Task details —
Turn everything in the listing from the line containing "Ground cobblestone pavement in the picture." down to the line containing "[0,121,76,221]", both included, into a JSON list of strings with one string per line and no blank lines.

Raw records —
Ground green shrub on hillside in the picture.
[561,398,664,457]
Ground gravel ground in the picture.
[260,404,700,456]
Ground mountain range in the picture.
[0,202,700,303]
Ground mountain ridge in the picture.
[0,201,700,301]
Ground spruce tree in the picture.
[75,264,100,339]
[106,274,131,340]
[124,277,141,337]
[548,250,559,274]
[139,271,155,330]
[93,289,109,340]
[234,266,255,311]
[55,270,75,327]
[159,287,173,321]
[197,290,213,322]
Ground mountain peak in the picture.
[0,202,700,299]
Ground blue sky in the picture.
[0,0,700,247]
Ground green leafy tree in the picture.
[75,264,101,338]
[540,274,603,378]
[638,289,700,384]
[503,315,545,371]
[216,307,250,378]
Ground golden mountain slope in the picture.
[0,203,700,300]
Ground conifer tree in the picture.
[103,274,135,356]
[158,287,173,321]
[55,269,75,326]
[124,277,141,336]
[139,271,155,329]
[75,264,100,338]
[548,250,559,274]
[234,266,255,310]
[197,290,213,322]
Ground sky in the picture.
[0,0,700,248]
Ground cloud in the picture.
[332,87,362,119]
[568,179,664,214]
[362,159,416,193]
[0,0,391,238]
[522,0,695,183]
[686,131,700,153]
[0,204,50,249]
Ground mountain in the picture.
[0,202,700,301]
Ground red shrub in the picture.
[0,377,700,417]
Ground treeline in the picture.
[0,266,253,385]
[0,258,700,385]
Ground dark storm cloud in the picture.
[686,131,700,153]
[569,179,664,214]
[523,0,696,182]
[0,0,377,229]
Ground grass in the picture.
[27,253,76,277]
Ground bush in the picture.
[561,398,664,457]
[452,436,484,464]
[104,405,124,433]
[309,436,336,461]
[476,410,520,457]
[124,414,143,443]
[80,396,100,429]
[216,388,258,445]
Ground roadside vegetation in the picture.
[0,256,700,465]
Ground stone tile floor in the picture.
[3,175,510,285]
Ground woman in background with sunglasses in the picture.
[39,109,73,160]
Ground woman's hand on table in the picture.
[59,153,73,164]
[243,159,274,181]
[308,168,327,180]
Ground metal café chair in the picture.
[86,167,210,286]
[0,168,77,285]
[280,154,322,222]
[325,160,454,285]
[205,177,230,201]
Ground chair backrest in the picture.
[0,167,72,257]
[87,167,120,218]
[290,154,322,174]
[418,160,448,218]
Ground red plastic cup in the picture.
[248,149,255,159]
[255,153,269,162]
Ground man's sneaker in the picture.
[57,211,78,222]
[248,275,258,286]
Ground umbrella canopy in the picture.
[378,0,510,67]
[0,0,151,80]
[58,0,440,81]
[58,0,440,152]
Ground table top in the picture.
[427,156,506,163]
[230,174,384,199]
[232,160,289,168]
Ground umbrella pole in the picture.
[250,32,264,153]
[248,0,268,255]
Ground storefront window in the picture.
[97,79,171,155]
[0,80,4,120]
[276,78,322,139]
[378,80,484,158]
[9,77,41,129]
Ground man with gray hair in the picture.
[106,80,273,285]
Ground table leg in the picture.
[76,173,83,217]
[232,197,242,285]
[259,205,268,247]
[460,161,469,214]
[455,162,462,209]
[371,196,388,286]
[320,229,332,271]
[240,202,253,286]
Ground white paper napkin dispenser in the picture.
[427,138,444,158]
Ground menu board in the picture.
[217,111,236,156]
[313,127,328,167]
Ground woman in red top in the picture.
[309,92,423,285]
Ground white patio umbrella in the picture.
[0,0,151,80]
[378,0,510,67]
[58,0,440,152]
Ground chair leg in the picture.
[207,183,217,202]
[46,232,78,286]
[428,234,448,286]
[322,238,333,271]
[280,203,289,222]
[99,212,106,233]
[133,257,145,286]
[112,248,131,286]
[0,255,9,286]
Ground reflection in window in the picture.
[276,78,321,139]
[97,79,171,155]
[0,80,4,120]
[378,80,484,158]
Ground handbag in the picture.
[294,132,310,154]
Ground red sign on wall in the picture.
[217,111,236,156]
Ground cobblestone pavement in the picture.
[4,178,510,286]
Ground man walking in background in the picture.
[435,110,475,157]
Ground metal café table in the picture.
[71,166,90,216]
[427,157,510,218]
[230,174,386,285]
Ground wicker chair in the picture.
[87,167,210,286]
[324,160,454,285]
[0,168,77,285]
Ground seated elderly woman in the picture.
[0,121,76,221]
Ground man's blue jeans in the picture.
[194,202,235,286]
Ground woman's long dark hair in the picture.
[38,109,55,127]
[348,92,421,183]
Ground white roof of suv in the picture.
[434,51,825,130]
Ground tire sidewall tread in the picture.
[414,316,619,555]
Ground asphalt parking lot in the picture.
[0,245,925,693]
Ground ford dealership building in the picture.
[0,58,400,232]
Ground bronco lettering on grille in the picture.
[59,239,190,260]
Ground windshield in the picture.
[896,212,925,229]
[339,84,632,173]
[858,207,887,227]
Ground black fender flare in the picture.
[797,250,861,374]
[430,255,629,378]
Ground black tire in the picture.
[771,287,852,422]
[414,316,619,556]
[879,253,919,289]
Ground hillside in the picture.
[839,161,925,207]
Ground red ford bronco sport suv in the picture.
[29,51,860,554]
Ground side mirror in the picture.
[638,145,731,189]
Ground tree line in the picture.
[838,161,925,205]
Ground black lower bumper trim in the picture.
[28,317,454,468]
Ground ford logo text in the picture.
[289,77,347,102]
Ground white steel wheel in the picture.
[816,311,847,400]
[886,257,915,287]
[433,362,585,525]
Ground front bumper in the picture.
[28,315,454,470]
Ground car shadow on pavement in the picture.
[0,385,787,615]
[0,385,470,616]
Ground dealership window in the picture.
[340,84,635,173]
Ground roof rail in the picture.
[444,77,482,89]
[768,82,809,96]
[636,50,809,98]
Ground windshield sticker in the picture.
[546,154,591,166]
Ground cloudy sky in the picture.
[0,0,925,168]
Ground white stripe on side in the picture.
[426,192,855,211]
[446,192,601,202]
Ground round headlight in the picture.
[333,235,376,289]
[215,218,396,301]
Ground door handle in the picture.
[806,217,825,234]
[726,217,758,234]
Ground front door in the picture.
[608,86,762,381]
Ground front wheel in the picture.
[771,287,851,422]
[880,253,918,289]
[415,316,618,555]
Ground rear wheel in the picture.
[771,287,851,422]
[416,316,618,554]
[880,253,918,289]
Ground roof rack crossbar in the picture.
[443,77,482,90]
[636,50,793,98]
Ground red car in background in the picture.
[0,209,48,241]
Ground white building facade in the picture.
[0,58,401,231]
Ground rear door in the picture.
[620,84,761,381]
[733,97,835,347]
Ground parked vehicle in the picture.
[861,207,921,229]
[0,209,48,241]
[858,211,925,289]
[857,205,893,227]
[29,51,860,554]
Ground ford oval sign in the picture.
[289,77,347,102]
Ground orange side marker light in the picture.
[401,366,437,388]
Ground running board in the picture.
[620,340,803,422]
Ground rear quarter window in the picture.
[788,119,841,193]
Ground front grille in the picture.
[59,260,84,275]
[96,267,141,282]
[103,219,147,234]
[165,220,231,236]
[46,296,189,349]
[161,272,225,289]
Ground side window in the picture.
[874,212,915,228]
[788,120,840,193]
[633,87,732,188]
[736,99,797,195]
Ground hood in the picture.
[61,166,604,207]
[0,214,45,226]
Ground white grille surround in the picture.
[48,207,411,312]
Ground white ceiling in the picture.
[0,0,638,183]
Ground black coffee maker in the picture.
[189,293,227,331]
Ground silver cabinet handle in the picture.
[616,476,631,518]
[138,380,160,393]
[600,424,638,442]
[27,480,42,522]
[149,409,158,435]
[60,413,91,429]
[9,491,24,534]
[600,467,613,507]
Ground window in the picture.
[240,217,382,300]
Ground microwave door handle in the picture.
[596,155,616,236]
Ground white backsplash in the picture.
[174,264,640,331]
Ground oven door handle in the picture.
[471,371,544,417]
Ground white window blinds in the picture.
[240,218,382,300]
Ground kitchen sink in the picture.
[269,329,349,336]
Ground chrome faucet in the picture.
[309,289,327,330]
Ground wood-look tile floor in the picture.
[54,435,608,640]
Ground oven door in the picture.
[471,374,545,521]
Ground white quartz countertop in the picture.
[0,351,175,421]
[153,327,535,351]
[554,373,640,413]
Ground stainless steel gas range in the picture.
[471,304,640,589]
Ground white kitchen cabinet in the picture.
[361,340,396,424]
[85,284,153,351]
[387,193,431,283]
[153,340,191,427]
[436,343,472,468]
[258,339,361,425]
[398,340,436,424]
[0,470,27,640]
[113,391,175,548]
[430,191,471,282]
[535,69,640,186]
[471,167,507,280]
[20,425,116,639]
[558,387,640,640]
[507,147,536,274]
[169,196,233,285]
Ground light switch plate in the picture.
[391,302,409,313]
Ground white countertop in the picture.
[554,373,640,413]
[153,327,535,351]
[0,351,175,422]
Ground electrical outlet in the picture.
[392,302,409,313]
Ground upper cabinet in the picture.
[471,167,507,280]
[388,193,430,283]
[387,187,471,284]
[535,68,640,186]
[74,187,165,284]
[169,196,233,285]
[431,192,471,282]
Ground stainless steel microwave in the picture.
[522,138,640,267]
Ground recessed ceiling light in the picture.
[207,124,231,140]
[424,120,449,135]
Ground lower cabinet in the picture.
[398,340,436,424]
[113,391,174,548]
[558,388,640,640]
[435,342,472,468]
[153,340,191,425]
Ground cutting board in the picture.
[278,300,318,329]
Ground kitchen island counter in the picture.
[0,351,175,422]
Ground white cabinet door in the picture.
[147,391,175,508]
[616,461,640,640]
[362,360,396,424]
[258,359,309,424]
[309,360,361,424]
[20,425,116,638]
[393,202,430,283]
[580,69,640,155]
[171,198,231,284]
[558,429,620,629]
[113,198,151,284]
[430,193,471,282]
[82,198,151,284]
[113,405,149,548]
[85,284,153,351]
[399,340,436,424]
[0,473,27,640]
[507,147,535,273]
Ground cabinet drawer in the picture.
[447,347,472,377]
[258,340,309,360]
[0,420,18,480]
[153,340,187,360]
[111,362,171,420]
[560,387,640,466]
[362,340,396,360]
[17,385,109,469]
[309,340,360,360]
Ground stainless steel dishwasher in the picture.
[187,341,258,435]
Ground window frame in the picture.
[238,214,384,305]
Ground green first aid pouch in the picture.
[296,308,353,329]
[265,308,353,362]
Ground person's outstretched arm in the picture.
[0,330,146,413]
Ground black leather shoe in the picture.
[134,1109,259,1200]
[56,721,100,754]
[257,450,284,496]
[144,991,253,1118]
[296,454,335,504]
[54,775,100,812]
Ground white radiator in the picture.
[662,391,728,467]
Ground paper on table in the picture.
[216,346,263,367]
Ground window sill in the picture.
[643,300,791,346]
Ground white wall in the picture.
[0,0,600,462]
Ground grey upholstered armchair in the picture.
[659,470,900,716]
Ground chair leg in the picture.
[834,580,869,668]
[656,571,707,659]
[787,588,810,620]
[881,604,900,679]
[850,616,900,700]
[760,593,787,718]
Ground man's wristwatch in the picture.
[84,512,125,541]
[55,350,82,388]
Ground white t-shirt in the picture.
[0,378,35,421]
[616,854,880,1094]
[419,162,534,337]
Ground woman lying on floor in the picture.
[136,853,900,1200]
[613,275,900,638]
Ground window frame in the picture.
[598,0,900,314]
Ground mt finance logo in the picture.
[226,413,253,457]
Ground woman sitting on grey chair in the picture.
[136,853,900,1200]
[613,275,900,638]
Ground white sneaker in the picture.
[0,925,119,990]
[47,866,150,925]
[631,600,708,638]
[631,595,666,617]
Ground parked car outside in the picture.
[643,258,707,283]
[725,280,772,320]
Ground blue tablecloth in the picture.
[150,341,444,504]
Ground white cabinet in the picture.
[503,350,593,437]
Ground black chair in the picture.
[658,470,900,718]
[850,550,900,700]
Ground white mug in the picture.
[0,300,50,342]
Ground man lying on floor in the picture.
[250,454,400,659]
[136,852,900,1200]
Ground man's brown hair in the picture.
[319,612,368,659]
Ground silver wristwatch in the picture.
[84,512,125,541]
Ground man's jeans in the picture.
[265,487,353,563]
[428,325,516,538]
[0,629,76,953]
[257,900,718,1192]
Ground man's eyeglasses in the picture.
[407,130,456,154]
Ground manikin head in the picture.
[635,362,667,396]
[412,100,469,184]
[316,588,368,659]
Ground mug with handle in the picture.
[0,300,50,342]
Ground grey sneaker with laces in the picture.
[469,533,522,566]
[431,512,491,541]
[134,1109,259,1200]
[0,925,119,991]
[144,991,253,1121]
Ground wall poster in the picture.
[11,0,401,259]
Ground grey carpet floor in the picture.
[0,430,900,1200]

Reply —
[
  "Ground cobblestone pavement in the picture.",
  "[4,178,510,286]",
  "Ground man walking in background in the picture.",
  "[435,110,475,157]",
  "Ground metal café table in the picture.",
  "[71,166,90,216]",
  "[427,157,510,218]",
  "[230,174,386,285]",
  "Ground wicker chair in the picture.",
  "[87,167,210,286]",
  "[324,160,454,285]",
  "[0,168,77,285]",
  "Ground seated elderly woman in the picture.",
  "[0,121,76,221]"
]